→ Passage provided
----------------------------------------

Scientists have developed a simple blood test to detect Parkinson’s disease at its earliest stages.
The test is possible because scientists found a substance in the blood, called “phosphorylated alpha-synuclein”, which is common in people with Parkinson’s disease, and then developed a way to identify its presence in our blood.
“A blood test for Parkinson’s disease would mean you could find out if a person was in danger of getting the disease, before the symptoms started,” David Allsop, a researcher involved in the work from the Division of Biomedical and Life Sciences and the School of Health and Medicine at the University of Lancaster, in Lancaster, UK, said.
“This would help the development of medicines that could protect the brain, which would be better for the quality of life and future health of older people,” he said.

----------------------------------------

→ Source material
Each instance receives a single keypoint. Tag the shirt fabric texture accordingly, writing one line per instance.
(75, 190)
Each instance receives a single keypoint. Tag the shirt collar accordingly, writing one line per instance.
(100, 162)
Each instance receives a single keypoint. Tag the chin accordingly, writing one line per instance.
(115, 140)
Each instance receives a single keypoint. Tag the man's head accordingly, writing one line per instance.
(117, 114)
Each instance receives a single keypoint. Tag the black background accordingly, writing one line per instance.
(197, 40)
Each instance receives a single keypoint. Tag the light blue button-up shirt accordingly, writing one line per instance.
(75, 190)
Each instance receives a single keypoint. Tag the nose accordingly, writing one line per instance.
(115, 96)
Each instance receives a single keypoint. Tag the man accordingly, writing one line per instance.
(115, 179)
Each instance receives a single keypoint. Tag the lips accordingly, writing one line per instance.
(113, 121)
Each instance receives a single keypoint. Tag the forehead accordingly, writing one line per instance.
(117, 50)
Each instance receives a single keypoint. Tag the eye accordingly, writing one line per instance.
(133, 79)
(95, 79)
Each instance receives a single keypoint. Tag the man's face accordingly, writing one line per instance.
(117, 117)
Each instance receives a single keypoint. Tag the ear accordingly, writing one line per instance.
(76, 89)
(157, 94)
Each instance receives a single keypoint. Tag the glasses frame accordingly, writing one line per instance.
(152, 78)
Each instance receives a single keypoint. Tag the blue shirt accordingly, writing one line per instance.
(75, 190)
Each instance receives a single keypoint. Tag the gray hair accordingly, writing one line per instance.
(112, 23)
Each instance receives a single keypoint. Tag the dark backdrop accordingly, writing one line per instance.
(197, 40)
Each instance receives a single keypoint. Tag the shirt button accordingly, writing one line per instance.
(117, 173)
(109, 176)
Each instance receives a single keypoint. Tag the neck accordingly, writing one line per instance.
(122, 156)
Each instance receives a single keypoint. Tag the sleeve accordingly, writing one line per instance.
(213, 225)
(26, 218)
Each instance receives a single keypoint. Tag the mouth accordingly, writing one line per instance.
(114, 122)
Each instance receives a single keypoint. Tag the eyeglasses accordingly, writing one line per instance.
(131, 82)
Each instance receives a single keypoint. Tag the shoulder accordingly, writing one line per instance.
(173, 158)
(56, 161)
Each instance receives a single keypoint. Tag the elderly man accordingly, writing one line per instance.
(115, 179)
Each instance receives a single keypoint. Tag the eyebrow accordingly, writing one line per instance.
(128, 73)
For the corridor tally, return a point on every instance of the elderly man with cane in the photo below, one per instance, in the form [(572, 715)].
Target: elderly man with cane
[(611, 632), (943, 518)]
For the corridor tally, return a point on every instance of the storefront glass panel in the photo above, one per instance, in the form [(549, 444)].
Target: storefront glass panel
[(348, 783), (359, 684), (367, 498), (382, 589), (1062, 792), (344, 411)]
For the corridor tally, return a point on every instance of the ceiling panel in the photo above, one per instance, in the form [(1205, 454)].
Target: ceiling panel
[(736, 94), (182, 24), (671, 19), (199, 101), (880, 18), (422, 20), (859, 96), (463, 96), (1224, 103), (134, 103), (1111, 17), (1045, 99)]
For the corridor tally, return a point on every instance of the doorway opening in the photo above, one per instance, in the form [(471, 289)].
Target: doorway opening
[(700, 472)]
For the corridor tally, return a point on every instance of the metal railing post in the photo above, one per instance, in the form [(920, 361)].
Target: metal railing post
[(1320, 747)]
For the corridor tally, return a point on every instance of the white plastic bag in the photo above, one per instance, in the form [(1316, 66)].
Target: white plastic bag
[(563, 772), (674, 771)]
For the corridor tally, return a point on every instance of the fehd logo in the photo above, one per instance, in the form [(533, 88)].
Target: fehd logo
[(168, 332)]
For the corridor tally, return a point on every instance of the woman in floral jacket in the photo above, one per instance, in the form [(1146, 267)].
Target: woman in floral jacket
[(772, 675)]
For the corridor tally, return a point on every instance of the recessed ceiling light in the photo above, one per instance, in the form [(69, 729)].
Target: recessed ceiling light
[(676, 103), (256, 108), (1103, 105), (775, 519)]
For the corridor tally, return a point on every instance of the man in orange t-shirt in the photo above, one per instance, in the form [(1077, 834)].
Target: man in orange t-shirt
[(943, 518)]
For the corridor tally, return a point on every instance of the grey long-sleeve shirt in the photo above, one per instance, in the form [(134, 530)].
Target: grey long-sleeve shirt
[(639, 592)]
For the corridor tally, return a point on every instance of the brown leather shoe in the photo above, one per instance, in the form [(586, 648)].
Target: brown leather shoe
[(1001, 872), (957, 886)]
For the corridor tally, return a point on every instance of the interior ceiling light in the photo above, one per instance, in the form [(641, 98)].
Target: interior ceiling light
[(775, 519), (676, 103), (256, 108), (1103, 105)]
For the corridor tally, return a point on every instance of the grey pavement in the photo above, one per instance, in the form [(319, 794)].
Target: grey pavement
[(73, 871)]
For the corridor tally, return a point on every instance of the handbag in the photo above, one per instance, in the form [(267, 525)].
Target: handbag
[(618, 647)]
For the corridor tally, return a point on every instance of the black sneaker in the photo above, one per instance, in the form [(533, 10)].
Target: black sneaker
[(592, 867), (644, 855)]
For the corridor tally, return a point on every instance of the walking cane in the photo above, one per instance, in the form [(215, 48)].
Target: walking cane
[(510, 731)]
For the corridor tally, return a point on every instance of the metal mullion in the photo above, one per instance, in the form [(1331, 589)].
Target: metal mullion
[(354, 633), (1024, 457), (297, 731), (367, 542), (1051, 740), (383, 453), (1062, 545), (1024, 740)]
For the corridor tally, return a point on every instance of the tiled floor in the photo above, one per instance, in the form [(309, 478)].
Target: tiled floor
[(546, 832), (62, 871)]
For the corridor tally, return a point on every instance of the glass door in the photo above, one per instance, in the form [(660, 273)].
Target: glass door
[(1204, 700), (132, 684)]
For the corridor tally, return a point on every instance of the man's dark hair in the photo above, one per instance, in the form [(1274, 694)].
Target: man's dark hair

----------------------------------------

→ Tasks to complete
A) For the text on the Parkinson's blood test, mark each statement yes or no and quote the deciding words: (i) the substance the test looks for is common in people with Parkinson's disease; (ii) David Allsop is at the University of Oxford; (iii) the test could show a person is at risk only after symptoms begin.
B) Carry on the text on the Parkinson's blood test, picking up after its last sentence.
The records can be left aside.

→ Answers by item
A)
(i) Yes: "which is common in people with Parkinson’s disease"
(ii) No: "at the University of Lancaster, in Lancaster, UK"
(iii) No: "before the symptoms started"

B)
To develop the blood test for Parkinson’s disease, Allsop and his colleagues studied a group of people diagnosed with the disease and a second group of healthy people of a similar age.
Blood samples from each group were analysed to determine the levels of phosphorylated alpha-synuclein present. They found those with Parkinson’s disease had increased levels of the substance.
Based upon these findings, researchers developed a blood test that detects the presence of phosphorylated alpha-synuclein, which could allow for diagnosis of the disease well before symptoms appear but when brain damage has already begun to occur.
The study has been recently published in the FASEB Journal.